Text.

☆ ☆ ☆ ☆

Crowdfunding began around 2003 and is a new method to finance projects and business ventures that takes advantage of social networks and viral marketing. With this model, a large number of contributors will pledge small amounts to finance a particular endeavor. Currently, equity crowdfunding for startup companies is illegal in the US while the SEC reviews the JOBS Act that was proposed on April 5, 2012. For more information on the JOBS Act, click here. In contrast, project crowdfunding is a growing marketplace with an estimated $1.5 billion raised worldwide in 2011 (Crowdfunding Industry Report 2012).
A wide variety of organizations and individuals including non-profits, corporations, musicians, inventors, and authors utilize crowdfunding to finance new projects. Depending on the crowdfunding platform, project owners may specify rewards for individuals who donate a certain amount. In addition, they may create videos and supply detailed information to persuade potential backers.
Mostly all crowdfunding platforms require that project owners specify a fundraising campaign goal and duration. Depending on the platform, there may be an “all or none” approach, in which a project must meet its fundraising goal in order for the creator to be entitled to the donations, or no set regulations regarding whether or not project fundraising goals must be met.
There are many different motivations behind pledging donations for proposed projects. Backers may desire the designated reward, given a particular pledging level. They may be a supporter of the industry in which the project has been proposed. Finally, they might have strong sentiments for a project that aims to tackle a social need or injustice.

☆ ☆ ☆ ☆

Saved entries
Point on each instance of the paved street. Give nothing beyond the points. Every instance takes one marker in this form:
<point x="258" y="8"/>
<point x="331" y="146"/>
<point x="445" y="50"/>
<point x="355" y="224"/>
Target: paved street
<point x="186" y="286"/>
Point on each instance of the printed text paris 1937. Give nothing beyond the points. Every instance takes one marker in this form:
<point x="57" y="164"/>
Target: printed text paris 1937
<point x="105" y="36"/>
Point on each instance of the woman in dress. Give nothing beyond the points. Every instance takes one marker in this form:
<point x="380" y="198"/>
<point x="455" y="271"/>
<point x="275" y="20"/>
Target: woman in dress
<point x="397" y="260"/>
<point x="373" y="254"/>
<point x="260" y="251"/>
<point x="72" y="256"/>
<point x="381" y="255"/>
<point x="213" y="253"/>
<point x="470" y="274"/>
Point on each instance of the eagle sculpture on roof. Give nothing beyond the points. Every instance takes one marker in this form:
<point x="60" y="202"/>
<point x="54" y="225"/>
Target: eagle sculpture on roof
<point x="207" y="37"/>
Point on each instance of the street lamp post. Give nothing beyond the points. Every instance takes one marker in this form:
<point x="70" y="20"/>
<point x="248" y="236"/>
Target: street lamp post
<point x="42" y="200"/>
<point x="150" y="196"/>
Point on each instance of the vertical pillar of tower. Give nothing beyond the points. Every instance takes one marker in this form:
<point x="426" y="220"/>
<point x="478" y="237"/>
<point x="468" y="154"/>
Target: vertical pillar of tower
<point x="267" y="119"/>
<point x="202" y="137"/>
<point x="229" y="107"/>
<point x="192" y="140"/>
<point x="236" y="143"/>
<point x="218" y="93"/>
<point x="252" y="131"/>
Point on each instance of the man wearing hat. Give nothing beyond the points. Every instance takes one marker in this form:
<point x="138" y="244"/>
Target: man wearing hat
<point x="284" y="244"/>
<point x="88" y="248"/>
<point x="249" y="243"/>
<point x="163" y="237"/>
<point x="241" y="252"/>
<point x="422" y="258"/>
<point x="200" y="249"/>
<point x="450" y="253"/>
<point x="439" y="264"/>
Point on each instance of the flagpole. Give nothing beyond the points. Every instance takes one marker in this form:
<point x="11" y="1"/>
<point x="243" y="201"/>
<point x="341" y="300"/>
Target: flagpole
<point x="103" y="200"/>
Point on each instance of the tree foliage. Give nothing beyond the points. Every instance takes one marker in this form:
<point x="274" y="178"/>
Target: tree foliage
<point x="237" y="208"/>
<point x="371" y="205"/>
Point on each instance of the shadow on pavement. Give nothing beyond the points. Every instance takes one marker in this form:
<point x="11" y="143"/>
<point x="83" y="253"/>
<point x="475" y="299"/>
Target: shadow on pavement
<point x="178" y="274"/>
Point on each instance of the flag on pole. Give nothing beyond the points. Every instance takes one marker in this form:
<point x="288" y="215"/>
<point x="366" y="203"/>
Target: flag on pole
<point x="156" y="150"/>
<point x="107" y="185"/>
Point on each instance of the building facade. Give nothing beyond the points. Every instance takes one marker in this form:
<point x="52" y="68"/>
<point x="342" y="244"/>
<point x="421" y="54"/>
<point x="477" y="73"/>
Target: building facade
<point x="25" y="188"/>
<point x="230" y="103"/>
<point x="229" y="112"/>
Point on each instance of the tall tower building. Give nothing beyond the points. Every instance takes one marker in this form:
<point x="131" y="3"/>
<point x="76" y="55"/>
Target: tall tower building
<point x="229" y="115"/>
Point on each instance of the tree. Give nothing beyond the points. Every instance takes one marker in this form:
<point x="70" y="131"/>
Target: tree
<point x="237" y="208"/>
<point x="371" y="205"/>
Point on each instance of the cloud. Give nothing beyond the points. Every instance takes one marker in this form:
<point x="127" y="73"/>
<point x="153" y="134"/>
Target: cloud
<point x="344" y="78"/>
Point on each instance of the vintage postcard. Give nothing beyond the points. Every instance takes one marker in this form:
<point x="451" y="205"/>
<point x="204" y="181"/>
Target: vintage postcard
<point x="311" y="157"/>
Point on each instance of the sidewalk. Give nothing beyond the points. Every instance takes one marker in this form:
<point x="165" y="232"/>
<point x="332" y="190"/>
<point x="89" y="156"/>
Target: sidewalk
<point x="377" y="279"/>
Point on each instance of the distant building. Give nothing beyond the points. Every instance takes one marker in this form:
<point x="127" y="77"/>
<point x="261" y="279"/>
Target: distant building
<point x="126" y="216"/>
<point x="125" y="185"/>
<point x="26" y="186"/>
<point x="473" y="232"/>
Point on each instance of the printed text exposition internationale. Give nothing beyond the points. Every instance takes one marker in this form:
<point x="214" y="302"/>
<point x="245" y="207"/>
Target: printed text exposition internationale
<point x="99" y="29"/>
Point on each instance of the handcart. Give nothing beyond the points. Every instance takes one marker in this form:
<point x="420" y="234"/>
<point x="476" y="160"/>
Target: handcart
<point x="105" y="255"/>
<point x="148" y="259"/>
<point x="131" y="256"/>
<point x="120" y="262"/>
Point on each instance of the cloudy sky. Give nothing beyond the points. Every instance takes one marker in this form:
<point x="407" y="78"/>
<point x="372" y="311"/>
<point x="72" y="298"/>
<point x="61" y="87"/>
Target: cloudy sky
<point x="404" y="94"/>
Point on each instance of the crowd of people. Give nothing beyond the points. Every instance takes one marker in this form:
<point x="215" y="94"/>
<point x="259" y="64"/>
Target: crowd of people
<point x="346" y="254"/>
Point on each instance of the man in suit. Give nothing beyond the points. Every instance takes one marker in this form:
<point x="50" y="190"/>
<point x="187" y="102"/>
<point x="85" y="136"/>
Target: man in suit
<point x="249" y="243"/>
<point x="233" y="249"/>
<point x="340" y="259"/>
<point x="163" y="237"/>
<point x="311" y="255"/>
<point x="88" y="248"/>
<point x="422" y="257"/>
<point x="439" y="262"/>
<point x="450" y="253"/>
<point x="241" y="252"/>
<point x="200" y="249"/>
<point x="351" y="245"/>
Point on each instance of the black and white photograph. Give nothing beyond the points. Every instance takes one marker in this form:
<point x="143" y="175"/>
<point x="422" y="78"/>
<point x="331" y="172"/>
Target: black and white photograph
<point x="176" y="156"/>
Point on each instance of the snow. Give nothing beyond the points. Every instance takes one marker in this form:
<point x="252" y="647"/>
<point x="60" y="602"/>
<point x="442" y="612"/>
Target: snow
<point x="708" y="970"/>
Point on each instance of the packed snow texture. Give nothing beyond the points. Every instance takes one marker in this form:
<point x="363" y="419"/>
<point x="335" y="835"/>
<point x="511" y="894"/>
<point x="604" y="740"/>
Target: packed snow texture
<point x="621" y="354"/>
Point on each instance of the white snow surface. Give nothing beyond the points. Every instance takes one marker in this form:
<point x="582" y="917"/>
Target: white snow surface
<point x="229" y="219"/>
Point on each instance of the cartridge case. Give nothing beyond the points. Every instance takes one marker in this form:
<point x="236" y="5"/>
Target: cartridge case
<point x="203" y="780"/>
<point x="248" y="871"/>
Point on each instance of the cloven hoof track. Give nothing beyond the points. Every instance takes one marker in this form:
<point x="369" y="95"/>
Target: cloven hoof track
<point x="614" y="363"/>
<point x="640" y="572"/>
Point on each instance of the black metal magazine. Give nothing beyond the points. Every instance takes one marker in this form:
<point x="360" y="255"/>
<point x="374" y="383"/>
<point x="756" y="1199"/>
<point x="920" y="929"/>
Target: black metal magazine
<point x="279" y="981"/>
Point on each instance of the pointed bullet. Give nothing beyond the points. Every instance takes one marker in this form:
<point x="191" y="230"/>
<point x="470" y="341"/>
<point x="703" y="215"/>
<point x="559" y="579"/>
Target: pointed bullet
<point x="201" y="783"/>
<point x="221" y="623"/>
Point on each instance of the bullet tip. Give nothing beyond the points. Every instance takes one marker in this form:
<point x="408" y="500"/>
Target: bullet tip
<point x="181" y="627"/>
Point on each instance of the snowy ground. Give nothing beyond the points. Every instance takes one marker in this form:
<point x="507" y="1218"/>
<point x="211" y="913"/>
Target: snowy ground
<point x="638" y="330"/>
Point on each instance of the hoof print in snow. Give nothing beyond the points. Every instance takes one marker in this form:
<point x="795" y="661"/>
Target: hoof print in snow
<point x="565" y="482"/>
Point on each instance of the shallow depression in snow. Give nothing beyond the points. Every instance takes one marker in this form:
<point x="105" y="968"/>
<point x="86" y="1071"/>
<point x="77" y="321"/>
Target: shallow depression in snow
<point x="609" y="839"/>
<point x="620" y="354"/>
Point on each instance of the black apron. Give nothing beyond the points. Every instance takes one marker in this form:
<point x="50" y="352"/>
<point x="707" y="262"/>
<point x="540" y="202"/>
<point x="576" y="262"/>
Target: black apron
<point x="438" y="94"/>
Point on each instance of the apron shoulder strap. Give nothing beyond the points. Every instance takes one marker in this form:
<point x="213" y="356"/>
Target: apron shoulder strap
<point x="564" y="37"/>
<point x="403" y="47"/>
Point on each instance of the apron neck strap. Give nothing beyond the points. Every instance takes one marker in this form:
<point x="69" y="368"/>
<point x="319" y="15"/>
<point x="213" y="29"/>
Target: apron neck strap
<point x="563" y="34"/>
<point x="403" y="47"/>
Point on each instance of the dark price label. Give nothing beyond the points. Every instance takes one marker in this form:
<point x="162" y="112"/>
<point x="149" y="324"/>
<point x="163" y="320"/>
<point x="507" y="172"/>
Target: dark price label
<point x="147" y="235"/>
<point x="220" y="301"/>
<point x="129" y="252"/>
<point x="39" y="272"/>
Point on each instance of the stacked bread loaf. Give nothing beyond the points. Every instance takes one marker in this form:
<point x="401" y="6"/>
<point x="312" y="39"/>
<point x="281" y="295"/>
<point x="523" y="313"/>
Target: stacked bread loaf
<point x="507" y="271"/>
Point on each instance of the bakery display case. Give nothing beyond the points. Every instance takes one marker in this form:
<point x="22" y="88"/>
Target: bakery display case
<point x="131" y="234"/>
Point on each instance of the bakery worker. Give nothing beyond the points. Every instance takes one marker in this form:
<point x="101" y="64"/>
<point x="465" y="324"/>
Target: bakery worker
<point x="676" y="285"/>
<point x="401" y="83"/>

☆ ☆ ☆ ☆

What to do.
a. Answer these questions from the crowdfunding text:
(i) Around what year did crowdfunding begin?
(ii) What is the estimated amount raised worldwide through project crowdfunding in 2011?
(iii) What do mostly all crowdfunding platforms require project owners to specify?
b. Output the part of the crowdfunding text between "Crowdfunding began around" and "Industry Report 2012).", inclusive.
c. Continue the crowdfunding text with the passage that comes after its final sentence.

Responses by task.
a.
(i) Around 2003.
(ii) An estimated $1.5 billion.
(iii) A fundraising campaign goal and duration.

b.
Crowdfunding began around 2003 and is a new method to finance projects and business ventures that takes advantage of social networks and viral marketing. With this model, a large number of contributors will pledge small amounts to finance a particular endeavor. Currently, equity crowdfunding for startup companies is illegal in the US while the SEC reviews the JOBS Act that was proposed on April 5, 2012. For more information on the JOBS Act, click here. In contrast, project crowdfunding is a growing marketplace with an estimated $1.5 billion raised worldwide in 2011 (Crowdfunding Industry Report 2012).

c.
Many project backers view crowdfunding as a pre-order system. For instance, if a game designer proposes a particular game that seems exciting and fun, you may be willing to pledge $30 in return for a copy of the game upon its completion.
The legal implications surrounding crowdfunding and equity crowdfunding in particular have been the subject of healthy dispute and controversy. Most crowdfunding platforms do not claim intellectual property ownership over the projects that have been proposed by individuals or organizations. Backers of these projects may receive rewards for meeting certain donation levels, but they are not entitled to ownership rights of the finished product. This will change with equity crowdfunding, which will go into effect early 2013.
Platform regulations vary from website to website. Platforms like Kickstarter take no responsibility of refunding donations when a project does not reach its funding goal. The owners of the projects are under a legal obligation to refund the money, which does not always occur. In addition, owners are under a legal obligation to complete the project to the best of their ability if they succeed in meeting their fundraising goal.